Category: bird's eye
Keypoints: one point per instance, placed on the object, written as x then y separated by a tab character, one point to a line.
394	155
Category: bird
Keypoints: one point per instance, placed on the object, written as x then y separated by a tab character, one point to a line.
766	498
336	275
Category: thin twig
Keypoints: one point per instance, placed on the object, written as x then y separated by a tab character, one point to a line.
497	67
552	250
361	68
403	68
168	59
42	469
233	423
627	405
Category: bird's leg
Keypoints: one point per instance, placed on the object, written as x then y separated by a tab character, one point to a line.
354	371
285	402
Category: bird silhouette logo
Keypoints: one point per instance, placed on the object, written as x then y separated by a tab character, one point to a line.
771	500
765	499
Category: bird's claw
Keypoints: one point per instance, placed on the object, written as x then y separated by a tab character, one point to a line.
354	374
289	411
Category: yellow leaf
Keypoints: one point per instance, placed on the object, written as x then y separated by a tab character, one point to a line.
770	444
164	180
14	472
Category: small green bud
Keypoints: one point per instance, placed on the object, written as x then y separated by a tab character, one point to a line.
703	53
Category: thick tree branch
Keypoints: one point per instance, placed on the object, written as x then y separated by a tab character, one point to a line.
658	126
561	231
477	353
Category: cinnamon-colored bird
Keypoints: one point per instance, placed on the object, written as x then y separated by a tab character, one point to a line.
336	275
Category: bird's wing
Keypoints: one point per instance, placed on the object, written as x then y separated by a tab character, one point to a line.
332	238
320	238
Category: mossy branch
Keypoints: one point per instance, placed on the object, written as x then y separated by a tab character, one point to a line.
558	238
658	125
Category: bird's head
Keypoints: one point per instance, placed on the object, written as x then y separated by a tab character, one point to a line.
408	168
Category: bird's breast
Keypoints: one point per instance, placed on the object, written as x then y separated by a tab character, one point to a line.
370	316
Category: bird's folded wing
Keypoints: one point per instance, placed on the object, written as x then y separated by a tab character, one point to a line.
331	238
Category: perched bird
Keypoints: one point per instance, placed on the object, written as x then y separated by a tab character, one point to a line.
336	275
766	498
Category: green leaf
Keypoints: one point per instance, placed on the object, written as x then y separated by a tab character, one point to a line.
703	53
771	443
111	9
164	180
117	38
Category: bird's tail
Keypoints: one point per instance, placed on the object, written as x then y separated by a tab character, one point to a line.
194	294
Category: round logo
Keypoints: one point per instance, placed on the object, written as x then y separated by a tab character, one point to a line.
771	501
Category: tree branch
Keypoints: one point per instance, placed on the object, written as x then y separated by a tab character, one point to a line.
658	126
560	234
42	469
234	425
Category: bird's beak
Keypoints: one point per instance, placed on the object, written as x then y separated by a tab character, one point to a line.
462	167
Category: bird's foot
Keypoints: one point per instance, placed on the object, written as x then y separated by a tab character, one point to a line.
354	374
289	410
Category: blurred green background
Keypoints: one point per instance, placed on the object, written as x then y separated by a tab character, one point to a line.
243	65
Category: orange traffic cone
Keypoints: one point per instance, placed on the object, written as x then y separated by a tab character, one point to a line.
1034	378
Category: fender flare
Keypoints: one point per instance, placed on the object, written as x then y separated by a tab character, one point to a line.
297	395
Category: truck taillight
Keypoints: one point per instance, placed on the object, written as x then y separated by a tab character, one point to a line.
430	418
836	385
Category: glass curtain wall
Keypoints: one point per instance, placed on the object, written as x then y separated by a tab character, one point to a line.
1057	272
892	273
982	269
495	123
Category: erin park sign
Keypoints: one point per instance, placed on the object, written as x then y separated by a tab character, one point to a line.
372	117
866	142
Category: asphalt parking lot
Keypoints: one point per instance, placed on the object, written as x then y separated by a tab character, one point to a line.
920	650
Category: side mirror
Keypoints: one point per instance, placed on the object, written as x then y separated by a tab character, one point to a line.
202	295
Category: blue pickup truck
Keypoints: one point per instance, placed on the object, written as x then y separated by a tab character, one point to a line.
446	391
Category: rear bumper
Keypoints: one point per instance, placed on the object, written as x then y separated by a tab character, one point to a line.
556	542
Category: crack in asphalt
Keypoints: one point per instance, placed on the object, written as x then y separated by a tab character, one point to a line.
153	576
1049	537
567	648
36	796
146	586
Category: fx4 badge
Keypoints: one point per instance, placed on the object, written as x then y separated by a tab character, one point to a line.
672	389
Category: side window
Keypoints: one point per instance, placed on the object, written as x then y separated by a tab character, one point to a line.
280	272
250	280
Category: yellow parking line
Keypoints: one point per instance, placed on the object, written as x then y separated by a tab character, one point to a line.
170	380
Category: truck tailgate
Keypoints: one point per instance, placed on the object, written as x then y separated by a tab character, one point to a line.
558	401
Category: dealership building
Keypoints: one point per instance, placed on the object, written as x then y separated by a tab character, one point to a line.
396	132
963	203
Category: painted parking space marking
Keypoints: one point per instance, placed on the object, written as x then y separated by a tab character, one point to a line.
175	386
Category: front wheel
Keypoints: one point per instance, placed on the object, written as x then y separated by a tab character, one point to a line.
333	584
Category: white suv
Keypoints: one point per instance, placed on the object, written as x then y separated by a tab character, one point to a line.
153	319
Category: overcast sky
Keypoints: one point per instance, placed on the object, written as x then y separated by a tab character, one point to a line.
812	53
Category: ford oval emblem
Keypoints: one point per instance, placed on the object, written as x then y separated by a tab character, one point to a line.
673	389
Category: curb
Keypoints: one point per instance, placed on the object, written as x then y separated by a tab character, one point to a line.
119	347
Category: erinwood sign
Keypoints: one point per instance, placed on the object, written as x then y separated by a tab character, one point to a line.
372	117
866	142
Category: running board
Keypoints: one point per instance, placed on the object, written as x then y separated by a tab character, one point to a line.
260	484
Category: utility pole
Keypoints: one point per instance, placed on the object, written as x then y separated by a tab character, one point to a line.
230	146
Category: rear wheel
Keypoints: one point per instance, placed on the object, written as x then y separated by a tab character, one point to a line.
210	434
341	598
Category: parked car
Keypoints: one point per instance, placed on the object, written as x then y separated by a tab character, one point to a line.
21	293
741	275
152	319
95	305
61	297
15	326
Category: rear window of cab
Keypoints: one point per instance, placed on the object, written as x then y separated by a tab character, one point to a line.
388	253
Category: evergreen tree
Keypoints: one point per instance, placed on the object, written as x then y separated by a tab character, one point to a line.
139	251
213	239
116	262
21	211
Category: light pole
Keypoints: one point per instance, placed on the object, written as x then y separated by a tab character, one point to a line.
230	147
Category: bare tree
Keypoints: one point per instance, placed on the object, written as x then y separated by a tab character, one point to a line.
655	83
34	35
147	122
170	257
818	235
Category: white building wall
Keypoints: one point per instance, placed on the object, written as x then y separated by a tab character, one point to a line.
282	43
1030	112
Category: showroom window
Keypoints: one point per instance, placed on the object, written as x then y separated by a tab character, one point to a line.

## WORK ITEM
All lines with the word "side" must be located in the data and copied.

## OUTPUT BELOW
Category: side mirror
Category: side window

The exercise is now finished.